■ **What needs to be done**
Please copy exactly the lines from the first in the records through the line that contains "Tag each instance of the dark blue", but not the pictures.

■ **Image point grounding data**
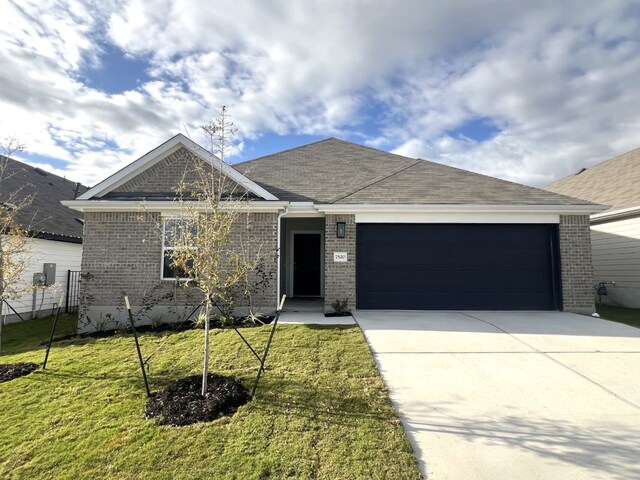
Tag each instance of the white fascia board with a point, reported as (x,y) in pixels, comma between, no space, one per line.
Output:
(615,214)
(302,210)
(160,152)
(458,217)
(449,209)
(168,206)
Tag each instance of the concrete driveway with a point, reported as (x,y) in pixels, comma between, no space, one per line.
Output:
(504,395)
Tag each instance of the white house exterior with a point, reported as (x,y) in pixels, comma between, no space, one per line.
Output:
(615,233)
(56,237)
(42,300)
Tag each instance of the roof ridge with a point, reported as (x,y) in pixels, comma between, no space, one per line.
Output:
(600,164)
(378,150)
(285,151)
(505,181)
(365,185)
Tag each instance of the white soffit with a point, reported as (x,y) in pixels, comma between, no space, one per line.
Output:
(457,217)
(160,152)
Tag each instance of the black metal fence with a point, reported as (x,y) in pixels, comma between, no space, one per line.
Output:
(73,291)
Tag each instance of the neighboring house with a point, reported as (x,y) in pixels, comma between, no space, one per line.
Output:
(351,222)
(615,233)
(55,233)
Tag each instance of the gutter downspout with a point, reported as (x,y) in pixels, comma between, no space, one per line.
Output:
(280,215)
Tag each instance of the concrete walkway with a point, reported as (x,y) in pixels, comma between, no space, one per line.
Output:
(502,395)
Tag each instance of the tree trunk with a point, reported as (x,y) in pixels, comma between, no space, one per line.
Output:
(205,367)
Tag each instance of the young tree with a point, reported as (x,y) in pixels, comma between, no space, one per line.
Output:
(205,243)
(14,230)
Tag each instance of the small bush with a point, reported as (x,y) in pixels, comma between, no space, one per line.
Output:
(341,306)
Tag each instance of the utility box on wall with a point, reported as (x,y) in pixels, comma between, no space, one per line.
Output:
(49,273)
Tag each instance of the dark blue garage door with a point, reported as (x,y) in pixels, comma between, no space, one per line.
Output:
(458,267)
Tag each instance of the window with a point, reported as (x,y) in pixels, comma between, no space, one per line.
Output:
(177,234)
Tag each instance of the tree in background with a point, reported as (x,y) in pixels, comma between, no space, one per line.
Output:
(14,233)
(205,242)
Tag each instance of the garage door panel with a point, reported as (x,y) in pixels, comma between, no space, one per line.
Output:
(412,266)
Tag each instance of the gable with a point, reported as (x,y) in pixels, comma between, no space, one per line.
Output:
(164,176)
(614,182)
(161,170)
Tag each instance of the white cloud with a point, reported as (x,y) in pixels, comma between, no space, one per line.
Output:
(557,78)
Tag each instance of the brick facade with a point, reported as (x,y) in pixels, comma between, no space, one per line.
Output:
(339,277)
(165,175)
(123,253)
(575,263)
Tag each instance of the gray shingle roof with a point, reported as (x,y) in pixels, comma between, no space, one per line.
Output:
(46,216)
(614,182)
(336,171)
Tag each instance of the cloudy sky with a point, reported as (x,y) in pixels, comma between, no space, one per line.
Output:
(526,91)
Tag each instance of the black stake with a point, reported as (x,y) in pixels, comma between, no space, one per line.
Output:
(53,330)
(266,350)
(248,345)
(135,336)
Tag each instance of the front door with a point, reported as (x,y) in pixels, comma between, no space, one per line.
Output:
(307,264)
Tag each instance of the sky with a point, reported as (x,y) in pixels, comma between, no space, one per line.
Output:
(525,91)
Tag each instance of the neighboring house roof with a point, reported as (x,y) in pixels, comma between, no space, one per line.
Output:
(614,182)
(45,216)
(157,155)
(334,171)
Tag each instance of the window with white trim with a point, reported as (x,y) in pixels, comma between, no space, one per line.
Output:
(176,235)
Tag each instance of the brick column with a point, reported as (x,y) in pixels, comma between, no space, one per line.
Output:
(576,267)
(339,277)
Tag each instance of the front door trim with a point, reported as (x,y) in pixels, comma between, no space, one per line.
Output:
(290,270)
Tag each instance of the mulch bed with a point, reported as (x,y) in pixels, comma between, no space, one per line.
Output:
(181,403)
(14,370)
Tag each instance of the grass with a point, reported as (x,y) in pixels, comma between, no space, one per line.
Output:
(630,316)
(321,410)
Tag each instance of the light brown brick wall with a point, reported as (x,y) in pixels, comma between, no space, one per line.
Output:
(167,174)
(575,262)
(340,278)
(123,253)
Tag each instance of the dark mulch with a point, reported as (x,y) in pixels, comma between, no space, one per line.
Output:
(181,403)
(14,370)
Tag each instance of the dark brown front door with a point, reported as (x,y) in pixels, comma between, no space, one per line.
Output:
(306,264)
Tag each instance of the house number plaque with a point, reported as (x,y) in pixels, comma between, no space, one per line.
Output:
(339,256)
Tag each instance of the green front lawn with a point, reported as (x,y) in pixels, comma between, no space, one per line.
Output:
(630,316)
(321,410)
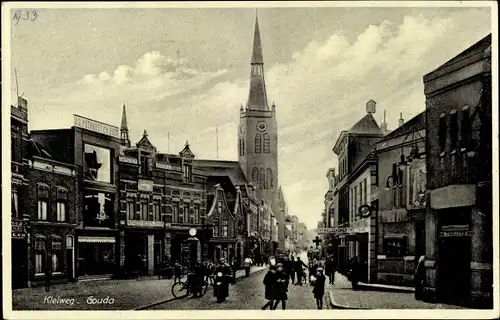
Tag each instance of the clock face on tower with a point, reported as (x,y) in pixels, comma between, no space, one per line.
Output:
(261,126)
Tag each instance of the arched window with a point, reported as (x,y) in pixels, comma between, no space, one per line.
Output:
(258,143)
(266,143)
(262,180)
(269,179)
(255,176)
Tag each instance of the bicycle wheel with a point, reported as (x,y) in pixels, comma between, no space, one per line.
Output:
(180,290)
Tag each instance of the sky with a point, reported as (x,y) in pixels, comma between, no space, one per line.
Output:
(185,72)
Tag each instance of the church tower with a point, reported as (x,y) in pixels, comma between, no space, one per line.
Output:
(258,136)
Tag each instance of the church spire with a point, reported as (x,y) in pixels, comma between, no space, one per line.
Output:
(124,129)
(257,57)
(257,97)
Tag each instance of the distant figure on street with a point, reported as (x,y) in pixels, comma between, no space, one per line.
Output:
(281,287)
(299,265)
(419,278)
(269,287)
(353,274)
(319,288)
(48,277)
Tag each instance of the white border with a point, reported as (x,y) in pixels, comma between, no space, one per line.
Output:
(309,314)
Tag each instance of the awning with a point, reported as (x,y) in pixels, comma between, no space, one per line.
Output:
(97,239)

■ **Answer section**
Tag each instance of the white fascia board with a point, reported as (x,y) in pixels, comma between, no space, one per line.
Output:
(615,214)
(302,210)
(160,152)
(458,217)
(449,209)
(168,206)
Tag each instance of the concrete driveway with a point, reported as (x,y) in pixels, comma between, no space, one per line.
Output:
(504,395)
Tag each instance of the white house exterior with a point, reported as (x,y) in pixels, comma between, no space, one per line.
Output:
(615,233)
(56,237)
(42,300)
Tag each instance of the roof ridge with a point, reported as (x,y) in pixels, comma between, no space, one per line.
Output:
(600,164)
(378,150)
(285,151)
(505,181)
(365,185)
Tag each instance of the white soffit with a point, reported as (x,y) in pixels, comma between, no space, one per line.
Output:
(457,217)
(160,152)
Tag each instance of the black metal fence with a point, reported as (x,y) in pixels, comma between, no space, one per line.
Output:
(73,291)
Tag each instance of the neighboring house with a point, reported as (x,y) in pixels, comma between, no space, one per line.
Output:
(351,222)
(615,233)
(55,233)
Tag each instance of the gutter downspout with a point, reported as (x,y) in pixels, comma between, no space, one per line.
Output:
(280,215)
Tag each instance of the concrete walkway with a point, reported as (x,y) in pixels, comma between, no space, one per line.
Output:
(502,395)
Tag each instance of the tree trunk with a point, reported as (x,y) in pixels, comma between, no space, one per line.
Output:
(205,367)
Tag each instance of the young tree with a point, reported as (x,y) in pixels, comma between, no space, one per line.
Output:
(205,243)
(14,230)
Tag each instance of the small bush with a point, reported as (x,y) in pixels, comma between, no space, one per line.
Output:
(341,306)
Tag each instance of the utility box on wall with a point, reported as (x,y) in pixels, comma between, no space, one per line.
Output:
(49,273)
Tag each instance of the dark blue garage door with a point, reported as (x,y) in pixels, comma between, no space, one per line.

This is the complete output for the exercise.